PASSAGE SHOWN:
* BEGIN *
# Shipping Boxes from USA



## hutchij (Aug 18, 2013)

Hello:

I am moving to Lisbon from the San Francisco Bay area next month. I'm not planning on shipping furniture, or anything extremely heavy/oversized, so the household items I'll be bringing can be boxed, as opposed to placed in a container. 

Earlier today, I visited the UPS store to get a quote on one box, and was shocked to learn that it would cost approx. $300 USD to ship; using the United States Postal service will be about $127 USD, which is better, but still surprisingly expensive. 

Is there another way of shipping boxes from the US that people are aware of? It's not essential the items arrive in Lisbon quickly, so I'm willing to sacrifice speed for a lower priced option. 

Thus far, my research suggests using the US Postal service might be the way to go, but perhaps people on this forum with experience shipping items from the US may have valuable insights. 

Thanks!


----------



## travelling-man (Jun 17, 2011)

You don't say how many boxes or what sort of weight is involved but perhaps a household removals company might be worth considering?

Another issue you might need to consider is import taxes...... If it's a permanent move for you, you might be entitled to tax free import of household goods but you'll need to get a certificate of baggage list stamped by the PT High Commission (before you leave) and if you do have to pay import tax, you might consider where in the EU you're initially going to import into......... For example, PT charges 23% VAT and Denmark is considerably lower on most but possibly not all items.


----------



## canoeman (Mar 3, 2011)

Generally cheapest is a part load in a container with a generous arrival date.
To put into perspective the cheapest I can send a Max 60 kgm parcel UK to Portugal is appox $50 so $127 for 6000 miles doesn't seem excessive

Please don't forget import conditions if you don't want to pay import duty see Embassy link

Importation of Household Effects


----------



## baldilocks (Mar 7, 2010)
* END *
DATA:
* BEGIN *
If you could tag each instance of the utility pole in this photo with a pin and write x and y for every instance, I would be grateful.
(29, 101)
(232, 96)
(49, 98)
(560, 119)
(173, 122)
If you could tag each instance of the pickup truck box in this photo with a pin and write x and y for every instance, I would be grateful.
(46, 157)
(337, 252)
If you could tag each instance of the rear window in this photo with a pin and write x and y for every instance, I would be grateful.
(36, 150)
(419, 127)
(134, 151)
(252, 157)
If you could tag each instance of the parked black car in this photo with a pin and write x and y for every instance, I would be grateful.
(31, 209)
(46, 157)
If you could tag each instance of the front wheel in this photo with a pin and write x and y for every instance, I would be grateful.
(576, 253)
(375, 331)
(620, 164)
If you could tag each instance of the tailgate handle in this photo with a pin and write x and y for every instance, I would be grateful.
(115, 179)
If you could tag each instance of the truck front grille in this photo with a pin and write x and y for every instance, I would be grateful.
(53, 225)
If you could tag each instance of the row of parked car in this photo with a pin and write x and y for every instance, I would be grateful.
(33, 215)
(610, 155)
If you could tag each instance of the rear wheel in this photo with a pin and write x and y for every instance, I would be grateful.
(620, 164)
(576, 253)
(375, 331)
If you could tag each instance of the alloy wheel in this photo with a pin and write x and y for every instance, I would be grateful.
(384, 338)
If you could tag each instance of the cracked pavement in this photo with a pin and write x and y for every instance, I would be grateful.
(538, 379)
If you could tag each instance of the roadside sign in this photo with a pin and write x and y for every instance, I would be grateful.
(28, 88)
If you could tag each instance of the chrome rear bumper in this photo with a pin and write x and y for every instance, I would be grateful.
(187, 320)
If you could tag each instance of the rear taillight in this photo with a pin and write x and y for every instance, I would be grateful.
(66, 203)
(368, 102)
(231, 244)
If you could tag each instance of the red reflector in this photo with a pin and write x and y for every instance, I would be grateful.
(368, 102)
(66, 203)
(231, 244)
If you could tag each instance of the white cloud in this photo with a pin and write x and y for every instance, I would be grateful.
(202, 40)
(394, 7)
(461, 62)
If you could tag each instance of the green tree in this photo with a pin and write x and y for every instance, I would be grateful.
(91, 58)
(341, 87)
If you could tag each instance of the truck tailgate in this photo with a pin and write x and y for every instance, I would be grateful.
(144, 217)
* END *
REQUIRED TASK A: Copy the part of the forum thread about shipping boxes that opens with the words containing "## travelling-man (Jun" and closes with "not all items.".
REQUIRED TASK B: Carry on the forum thread about shipping boxes from the USA to Lisbon, starting right after its last line.

ANSWER A:
## travelling-man (Jun 17, 2011)

You don't say how many boxes or what sort of weight is involved but perhaps a household removals company might be worth considering?

Another issue you might need to consider is import taxes...... If it's a permanent move for you, you might be entitled to tax free import of household goods but you'll need to get a certificate of baggage list stamped by the PT High Commission (before you leave) and if you do have to pay import tax, you might consider where in the EU you're initially going to import into......... For example, PT charges 23% VAT and Denmark is considerably lower on most but possibly not all items.

ANSWER B:
Get in touch with Bekins Bekins Van Lines, Inc. and ask their local agent to come round and give you a quote. They moved a load of stuff for us (much less than a container load) packed it, stored it and shipped it door to door, handling all the paperwork for a very reasonable rate. It costs nothing to ask.


----------



## hutchij (Aug 18, 2013)

Thank you for the comments; I appreciate them!


----------



## siobhanwf (Mar 20, 2009)

Dhream who now lives in Thailand has posted some good advice. http://www.expatforum.com/expats/th...d/344977-ex-port-tips-please.html#post3285385

He has shipped his goods three times from OZ to Scotland to Portugal to Thailand


----------



## bom dia lisbon (Aug 8, 2013)

This is only secondhand info as I did not have my things shipped, but I have heard of other people in the USA using shipping companies in Newark NJ. Newark has a sizable Portuguese population and companies there are familiar with what you want. I myself didn't bring much over, just paid the airline for a few extra suitcases, and since arriving I've been doing my part to contribute to Ikea's profits


----------



## baldilocks (Mar 7, 2010)

bom dia lisbon said:


> Tsince arriving I've been doing my part to contribute to Ikea's profits


and adding to local employment opportunities!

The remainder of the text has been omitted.